§ **RECORDS SHOWN**:

* begin *

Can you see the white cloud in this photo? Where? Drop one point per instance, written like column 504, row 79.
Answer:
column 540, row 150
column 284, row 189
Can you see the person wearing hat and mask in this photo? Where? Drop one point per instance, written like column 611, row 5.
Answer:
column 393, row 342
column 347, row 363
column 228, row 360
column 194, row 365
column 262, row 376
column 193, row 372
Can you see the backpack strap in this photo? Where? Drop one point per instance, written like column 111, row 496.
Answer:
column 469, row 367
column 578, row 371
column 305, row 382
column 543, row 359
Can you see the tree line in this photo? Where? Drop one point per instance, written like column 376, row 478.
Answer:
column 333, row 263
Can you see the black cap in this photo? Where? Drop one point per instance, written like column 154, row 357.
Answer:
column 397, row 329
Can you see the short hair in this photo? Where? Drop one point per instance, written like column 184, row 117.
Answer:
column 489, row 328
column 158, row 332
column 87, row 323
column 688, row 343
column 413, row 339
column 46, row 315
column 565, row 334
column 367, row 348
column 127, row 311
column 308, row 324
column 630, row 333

* end *
* begin *

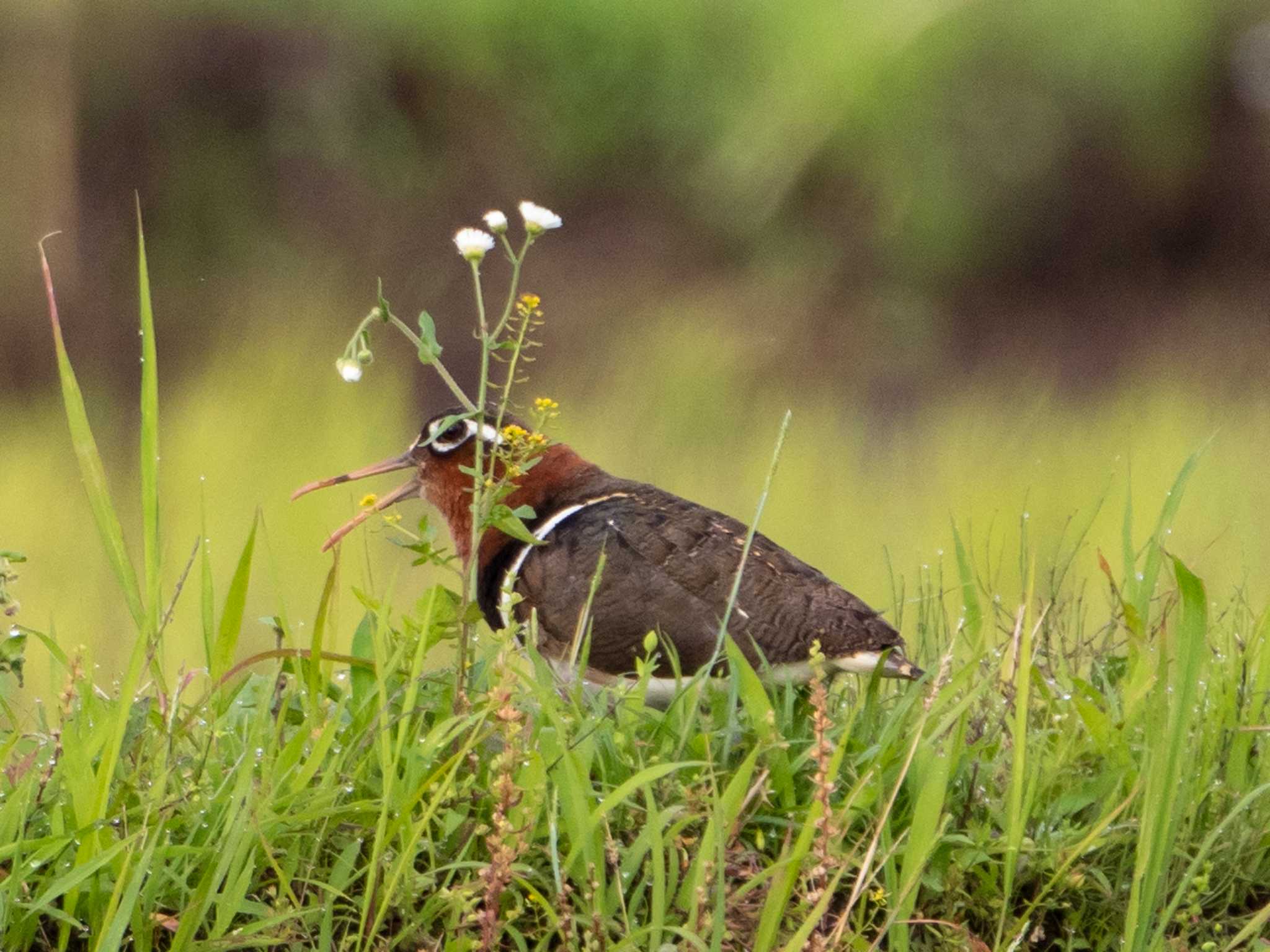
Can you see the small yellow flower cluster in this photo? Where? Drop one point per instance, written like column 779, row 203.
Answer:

* end *
* begin *

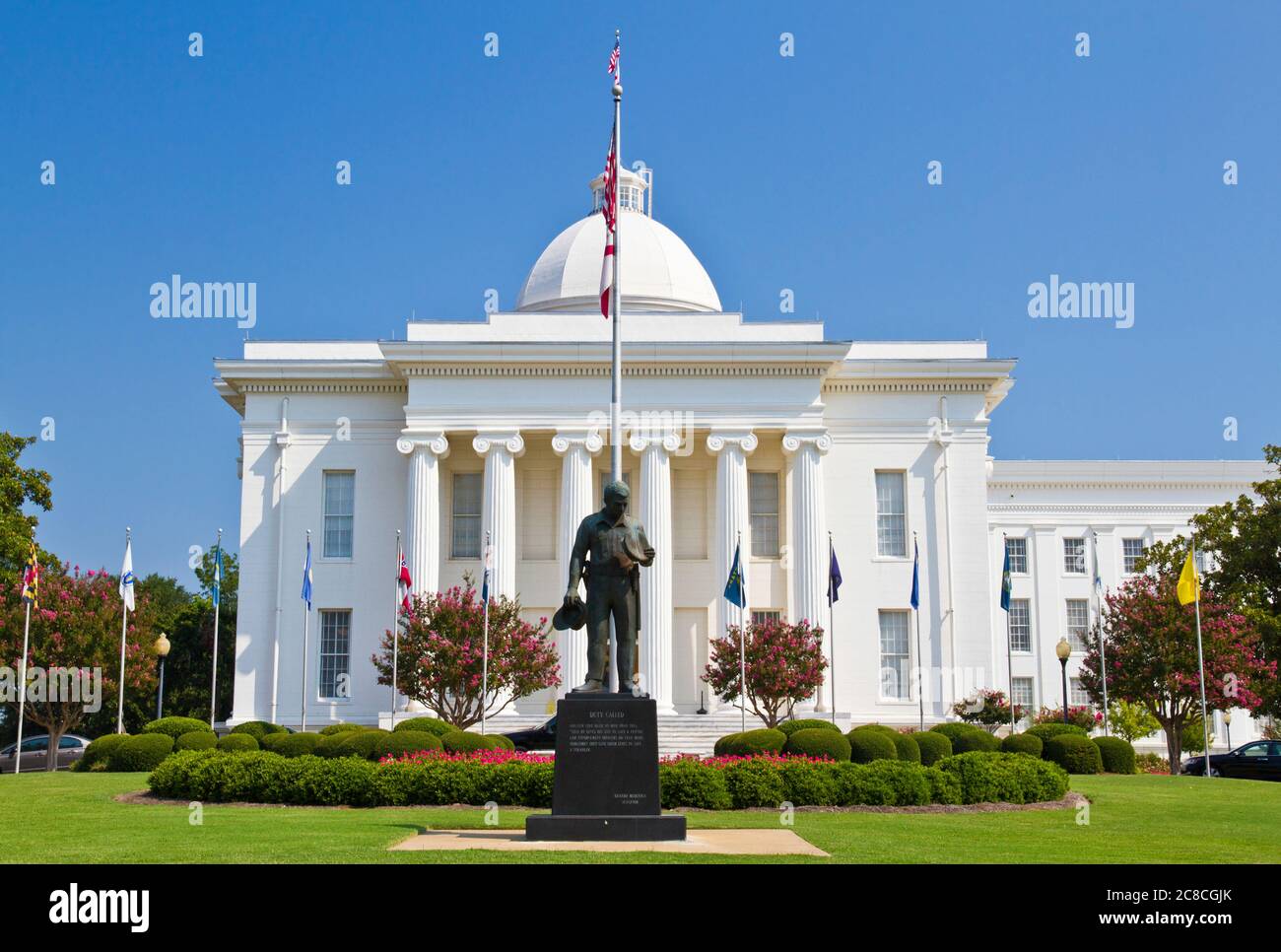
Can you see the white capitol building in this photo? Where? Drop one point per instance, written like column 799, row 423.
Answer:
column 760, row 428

* end *

Please copy the material between the lines holding "Can you see the black" and "column 397, row 329", inclusive, swapping "black cap" for "dark cap" and leaving everything else unchanged. Give only those lines.

§ **RESULT OF THE EXERCISE**:
Can you see the dark cap in this photo? Where? Drop one point per instance, written like column 154, row 357.
Answer:
column 397, row 329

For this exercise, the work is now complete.